## [STATED PROBLEM]
How many lines in the records below contain the word "plastic"? Case counts, so reply with the number alone.

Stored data
····················
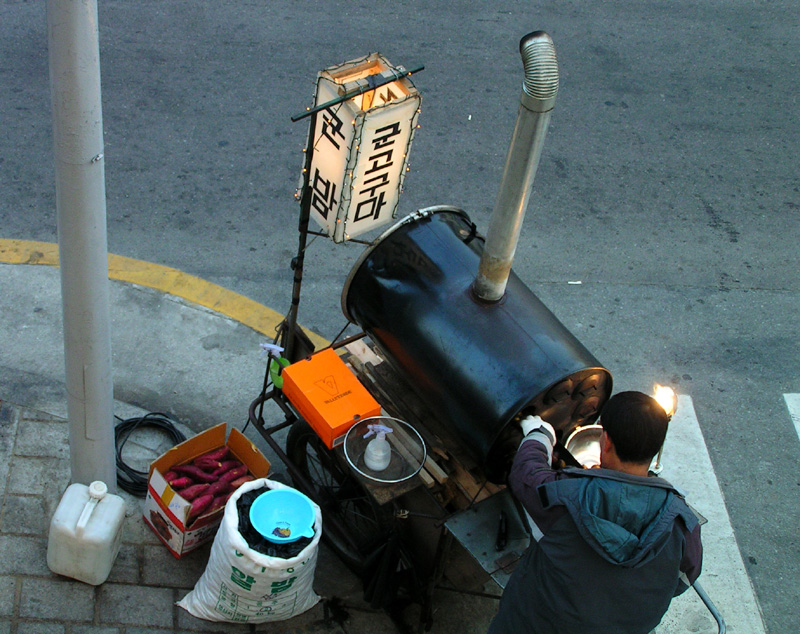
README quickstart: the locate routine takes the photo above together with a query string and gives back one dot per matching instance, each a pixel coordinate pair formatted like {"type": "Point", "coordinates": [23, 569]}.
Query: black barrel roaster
{"type": "Point", "coordinates": [479, 366]}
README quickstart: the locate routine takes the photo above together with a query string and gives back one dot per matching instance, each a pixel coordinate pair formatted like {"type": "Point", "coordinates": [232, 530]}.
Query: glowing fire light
{"type": "Point", "coordinates": [666, 397]}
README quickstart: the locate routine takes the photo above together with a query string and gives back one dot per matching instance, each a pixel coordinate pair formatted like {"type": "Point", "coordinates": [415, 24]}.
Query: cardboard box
{"type": "Point", "coordinates": [328, 395]}
{"type": "Point", "coordinates": [166, 512]}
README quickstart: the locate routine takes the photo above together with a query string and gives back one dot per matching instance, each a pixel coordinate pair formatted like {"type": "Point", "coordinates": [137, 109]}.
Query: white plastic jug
{"type": "Point", "coordinates": [85, 533]}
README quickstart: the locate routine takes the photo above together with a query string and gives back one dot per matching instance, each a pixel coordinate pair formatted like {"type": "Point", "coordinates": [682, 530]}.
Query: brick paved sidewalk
{"type": "Point", "coordinates": [145, 582]}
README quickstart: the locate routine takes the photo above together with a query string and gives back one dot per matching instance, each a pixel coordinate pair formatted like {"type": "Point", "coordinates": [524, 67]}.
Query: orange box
{"type": "Point", "coordinates": [328, 395]}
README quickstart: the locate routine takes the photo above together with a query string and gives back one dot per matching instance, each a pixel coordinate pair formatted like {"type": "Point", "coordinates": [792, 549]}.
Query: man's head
{"type": "Point", "coordinates": [636, 424]}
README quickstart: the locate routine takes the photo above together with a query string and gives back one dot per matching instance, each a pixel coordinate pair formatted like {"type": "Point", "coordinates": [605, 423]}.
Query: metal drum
{"type": "Point", "coordinates": [480, 366]}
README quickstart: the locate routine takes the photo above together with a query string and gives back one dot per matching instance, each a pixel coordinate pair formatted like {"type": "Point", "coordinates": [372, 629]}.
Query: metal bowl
{"type": "Point", "coordinates": [584, 444]}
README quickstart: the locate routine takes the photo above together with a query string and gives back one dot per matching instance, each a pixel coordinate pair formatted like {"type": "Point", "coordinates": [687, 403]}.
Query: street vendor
{"type": "Point", "coordinates": [610, 546]}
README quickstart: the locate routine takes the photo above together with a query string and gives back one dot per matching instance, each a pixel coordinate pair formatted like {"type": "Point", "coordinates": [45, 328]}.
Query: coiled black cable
{"type": "Point", "coordinates": [129, 479]}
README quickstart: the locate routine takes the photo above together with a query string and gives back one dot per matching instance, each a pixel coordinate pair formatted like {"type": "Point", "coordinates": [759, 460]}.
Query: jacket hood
{"type": "Point", "coordinates": [626, 519]}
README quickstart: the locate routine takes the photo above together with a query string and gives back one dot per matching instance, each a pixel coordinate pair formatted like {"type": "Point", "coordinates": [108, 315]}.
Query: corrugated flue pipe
{"type": "Point", "coordinates": [538, 97]}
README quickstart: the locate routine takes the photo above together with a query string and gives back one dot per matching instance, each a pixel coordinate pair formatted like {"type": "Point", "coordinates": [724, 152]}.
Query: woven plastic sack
{"type": "Point", "coordinates": [241, 585]}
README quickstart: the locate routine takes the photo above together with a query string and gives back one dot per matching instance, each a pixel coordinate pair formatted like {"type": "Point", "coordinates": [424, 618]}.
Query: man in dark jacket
{"type": "Point", "coordinates": [610, 546]}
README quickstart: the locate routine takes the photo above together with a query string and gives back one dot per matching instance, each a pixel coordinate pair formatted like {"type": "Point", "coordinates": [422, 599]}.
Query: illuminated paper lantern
{"type": "Point", "coordinates": [360, 146]}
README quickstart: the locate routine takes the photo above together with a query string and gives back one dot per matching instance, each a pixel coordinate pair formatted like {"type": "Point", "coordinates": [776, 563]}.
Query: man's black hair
{"type": "Point", "coordinates": [636, 424]}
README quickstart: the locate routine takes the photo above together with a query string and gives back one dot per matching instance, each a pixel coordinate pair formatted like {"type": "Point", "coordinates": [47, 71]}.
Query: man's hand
{"type": "Point", "coordinates": [534, 423]}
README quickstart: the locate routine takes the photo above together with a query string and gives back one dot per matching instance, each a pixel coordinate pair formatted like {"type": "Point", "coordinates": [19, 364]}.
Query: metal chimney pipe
{"type": "Point", "coordinates": [536, 103]}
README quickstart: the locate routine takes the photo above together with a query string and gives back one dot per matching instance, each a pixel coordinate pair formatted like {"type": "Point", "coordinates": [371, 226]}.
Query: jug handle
{"type": "Point", "coordinates": [97, 491]}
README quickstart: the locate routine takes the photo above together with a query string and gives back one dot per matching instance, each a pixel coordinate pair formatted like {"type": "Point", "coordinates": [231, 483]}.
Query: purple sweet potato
{"type": "Point", "coordinates": [233, 474]}
{"type": "Point", "coordinates": [206, 464]}
{"type": "Point", "coordinates": [217, 488]}
{"type": "Point", "coordinates": [194, 472]}
{"type": "Point", "coordinates": [181, 482]}
{"type": "Point", "coordinates": [226, 465]}
{"type": "Point", "coordinates": [218, 502]}
{"type": "Point", "coordinates": [199, 505]}
{"type": "Point", "coordinates": [240, 481]}
{"type": "Point", "coordinates": [194, 491]}
{"type": "Point", "coordinates": [218, 454]}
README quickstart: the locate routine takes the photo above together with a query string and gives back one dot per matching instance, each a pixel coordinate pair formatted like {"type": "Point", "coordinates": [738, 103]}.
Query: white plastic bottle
{"type": "Point", "coordinates": [378, 452]}
{"type": "Point", "coordinates": [86, 533]}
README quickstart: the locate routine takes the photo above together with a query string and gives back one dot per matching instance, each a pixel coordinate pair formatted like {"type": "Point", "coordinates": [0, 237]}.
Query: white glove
{"type": "Point", "coordinates": [535, 423]}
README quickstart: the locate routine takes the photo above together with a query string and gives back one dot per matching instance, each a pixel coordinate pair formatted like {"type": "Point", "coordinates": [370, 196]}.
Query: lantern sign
{"type": "Point", "coordinates": [360, 145]}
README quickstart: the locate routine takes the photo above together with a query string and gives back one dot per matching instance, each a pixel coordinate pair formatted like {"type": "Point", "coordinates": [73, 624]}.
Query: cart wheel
{"type": "Point", "coordinates": [341, 496]}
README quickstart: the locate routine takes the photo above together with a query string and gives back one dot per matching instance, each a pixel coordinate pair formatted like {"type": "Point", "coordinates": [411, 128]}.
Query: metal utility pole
{"type": "Point", "coordinates": [74, 54]}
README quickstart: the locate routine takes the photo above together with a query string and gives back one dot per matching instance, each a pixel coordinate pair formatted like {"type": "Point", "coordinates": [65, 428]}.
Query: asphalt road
{"type": "Point", "coordinates": [667, 187]}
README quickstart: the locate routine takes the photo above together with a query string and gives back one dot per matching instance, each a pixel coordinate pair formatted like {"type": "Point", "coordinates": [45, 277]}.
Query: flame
{"type": "Point", "coordinates": [666, 397]}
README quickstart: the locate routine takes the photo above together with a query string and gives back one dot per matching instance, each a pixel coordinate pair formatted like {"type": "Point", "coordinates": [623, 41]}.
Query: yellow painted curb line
{"type": "Point", "coordinates": [165, 279]}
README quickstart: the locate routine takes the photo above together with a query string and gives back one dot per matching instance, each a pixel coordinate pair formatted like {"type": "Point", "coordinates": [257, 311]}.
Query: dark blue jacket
{"type": "Point", "coordinates": [607, 552]}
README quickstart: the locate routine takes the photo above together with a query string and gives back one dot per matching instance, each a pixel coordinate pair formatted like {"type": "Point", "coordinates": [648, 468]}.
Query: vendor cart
{"type": "Point", "coordinates": [458, 357]}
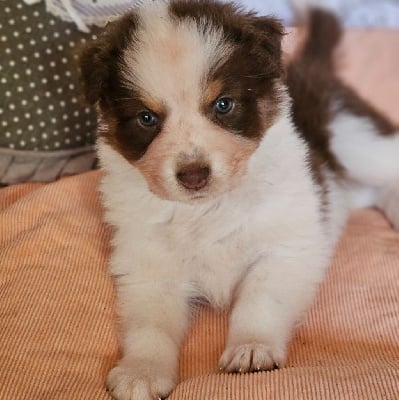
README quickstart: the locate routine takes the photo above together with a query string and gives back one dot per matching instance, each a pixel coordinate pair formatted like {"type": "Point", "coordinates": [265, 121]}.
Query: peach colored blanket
{"type": "Point", "coordinates": [57, 338]}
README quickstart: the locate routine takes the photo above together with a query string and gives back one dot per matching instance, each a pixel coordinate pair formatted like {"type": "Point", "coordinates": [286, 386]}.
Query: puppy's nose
{"type": "Point", "coordinates": [193, 176]}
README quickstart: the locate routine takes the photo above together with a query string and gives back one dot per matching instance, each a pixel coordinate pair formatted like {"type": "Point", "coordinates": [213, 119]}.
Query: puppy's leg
{"type": "Point", "coordinates": [270, 301]}
{"type": "Point", "coordinates": [153, 311]}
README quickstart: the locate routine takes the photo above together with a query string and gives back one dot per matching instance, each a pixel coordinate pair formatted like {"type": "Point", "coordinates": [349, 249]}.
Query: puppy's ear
{"type": "Point", "coordinates": [100, 59]}
{"type": "Point", "coordinates": [269, 33]}
{"type": "Point", "coordinates": [94, 70]}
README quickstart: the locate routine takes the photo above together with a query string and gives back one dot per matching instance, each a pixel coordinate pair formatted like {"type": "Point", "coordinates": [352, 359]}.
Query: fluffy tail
{"type": "Point", "coordinates": [324, 34]}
····················
## [OUTPUT OF THE TASK]
3